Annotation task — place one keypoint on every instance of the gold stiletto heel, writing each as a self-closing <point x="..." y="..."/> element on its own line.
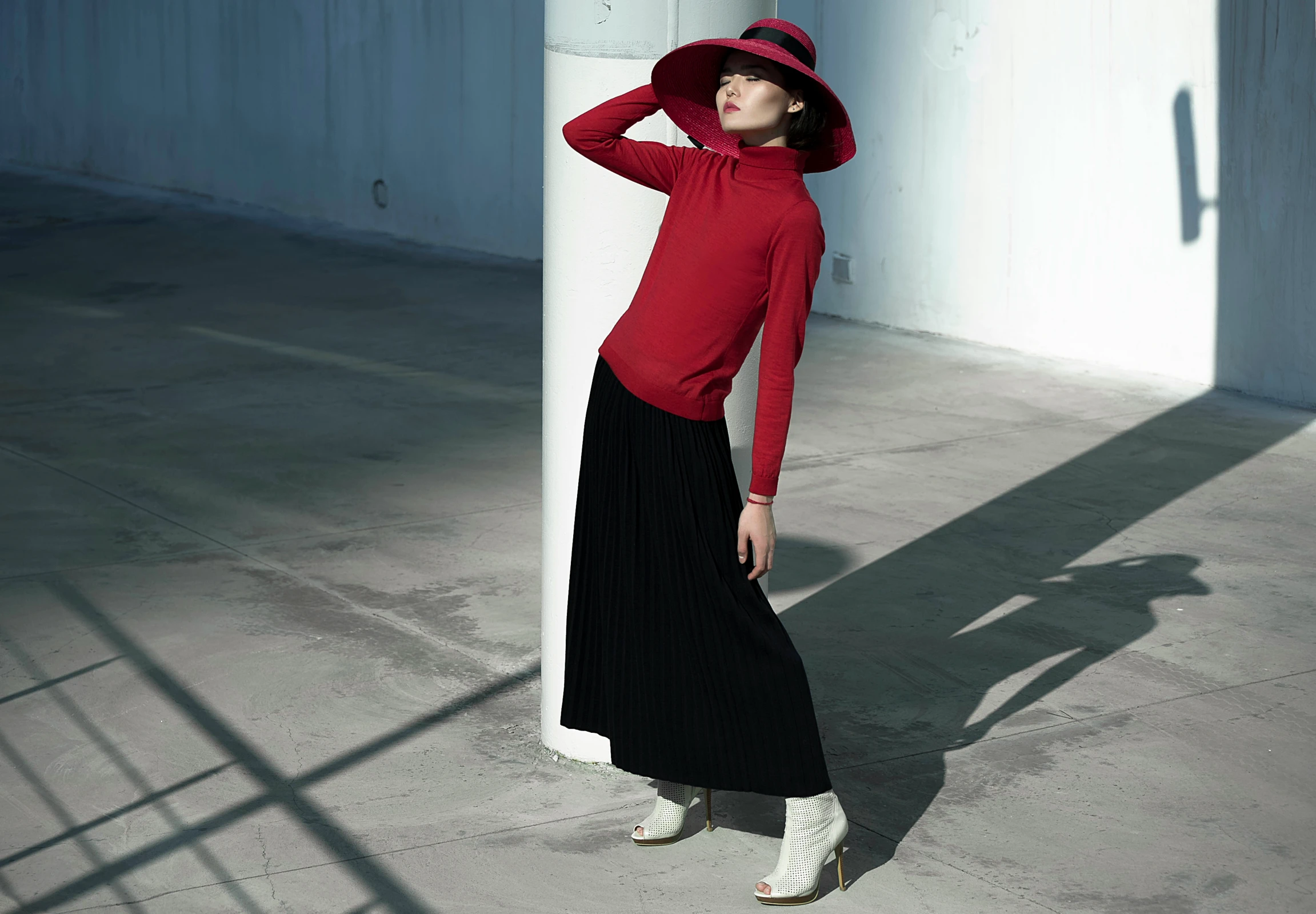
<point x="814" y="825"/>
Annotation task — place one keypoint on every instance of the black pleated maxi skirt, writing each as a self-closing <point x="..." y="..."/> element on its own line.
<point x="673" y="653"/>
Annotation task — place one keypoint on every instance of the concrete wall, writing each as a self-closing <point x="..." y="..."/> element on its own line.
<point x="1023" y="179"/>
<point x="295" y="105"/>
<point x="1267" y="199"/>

◇ ◇ ◇ ◇

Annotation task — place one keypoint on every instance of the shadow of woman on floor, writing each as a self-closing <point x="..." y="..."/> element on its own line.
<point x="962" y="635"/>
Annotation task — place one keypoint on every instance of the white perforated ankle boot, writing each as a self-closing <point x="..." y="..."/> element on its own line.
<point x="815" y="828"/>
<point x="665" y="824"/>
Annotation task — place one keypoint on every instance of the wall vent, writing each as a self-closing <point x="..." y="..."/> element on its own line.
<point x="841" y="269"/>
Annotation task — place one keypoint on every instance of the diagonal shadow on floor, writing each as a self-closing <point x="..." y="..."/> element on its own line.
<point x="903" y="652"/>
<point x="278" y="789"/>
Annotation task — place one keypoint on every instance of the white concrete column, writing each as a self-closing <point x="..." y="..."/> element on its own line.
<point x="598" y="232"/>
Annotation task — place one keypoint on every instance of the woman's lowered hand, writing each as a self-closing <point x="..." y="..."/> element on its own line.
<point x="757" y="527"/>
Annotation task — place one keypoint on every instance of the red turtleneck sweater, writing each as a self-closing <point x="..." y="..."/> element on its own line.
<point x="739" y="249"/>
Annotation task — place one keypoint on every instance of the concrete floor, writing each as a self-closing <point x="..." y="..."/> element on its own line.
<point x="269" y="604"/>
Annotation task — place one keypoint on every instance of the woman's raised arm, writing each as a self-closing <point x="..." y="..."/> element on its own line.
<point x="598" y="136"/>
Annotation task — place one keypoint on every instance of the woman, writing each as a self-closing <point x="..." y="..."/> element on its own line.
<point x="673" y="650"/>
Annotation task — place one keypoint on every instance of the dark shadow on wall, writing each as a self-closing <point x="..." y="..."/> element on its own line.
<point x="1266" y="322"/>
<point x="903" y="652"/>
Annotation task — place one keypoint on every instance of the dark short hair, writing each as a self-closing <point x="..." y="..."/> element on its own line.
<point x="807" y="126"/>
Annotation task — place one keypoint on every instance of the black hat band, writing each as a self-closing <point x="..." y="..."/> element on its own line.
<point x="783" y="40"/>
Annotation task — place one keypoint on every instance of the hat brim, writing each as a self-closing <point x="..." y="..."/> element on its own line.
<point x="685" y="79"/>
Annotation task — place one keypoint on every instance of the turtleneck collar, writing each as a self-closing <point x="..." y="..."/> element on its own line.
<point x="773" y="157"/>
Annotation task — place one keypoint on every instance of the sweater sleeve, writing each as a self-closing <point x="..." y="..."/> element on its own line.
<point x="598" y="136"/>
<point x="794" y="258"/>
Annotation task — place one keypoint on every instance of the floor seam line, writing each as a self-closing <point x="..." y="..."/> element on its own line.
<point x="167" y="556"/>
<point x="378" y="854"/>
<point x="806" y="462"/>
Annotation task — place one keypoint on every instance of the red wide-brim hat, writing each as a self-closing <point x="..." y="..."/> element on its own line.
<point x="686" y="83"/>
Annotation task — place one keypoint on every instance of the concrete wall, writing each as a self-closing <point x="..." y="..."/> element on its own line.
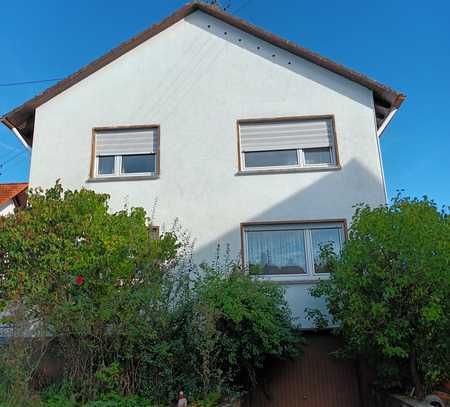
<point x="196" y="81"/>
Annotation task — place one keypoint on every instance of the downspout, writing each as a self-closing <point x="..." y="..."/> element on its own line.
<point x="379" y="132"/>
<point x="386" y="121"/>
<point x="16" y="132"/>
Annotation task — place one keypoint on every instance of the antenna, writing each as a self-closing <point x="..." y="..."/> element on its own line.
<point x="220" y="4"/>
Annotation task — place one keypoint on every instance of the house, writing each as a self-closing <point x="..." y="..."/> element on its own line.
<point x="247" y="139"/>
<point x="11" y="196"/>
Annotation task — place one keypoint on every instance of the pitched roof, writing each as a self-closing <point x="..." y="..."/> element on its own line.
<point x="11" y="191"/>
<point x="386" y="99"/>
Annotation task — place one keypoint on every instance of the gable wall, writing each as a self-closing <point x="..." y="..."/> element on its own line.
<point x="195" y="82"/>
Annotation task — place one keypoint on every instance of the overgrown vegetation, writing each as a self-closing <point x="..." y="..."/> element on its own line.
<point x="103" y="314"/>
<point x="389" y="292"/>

◇ ◇ ◇ ◇

| TASK STATEMENT |
Pick out every line of the data above that contains the word "turtleneck", and copy each one in full.

| TASK ANSWER |
Annotation task — place one keypoint on every instance of the red turtleneck sweater, writing each as a self-closing <point x="..." y="..."/> element on its own line.
Annotation task — place one keypoint on every instance of the turtleneck collar, writing each as a self-closing <point x="..." y="..."/> element on its own line.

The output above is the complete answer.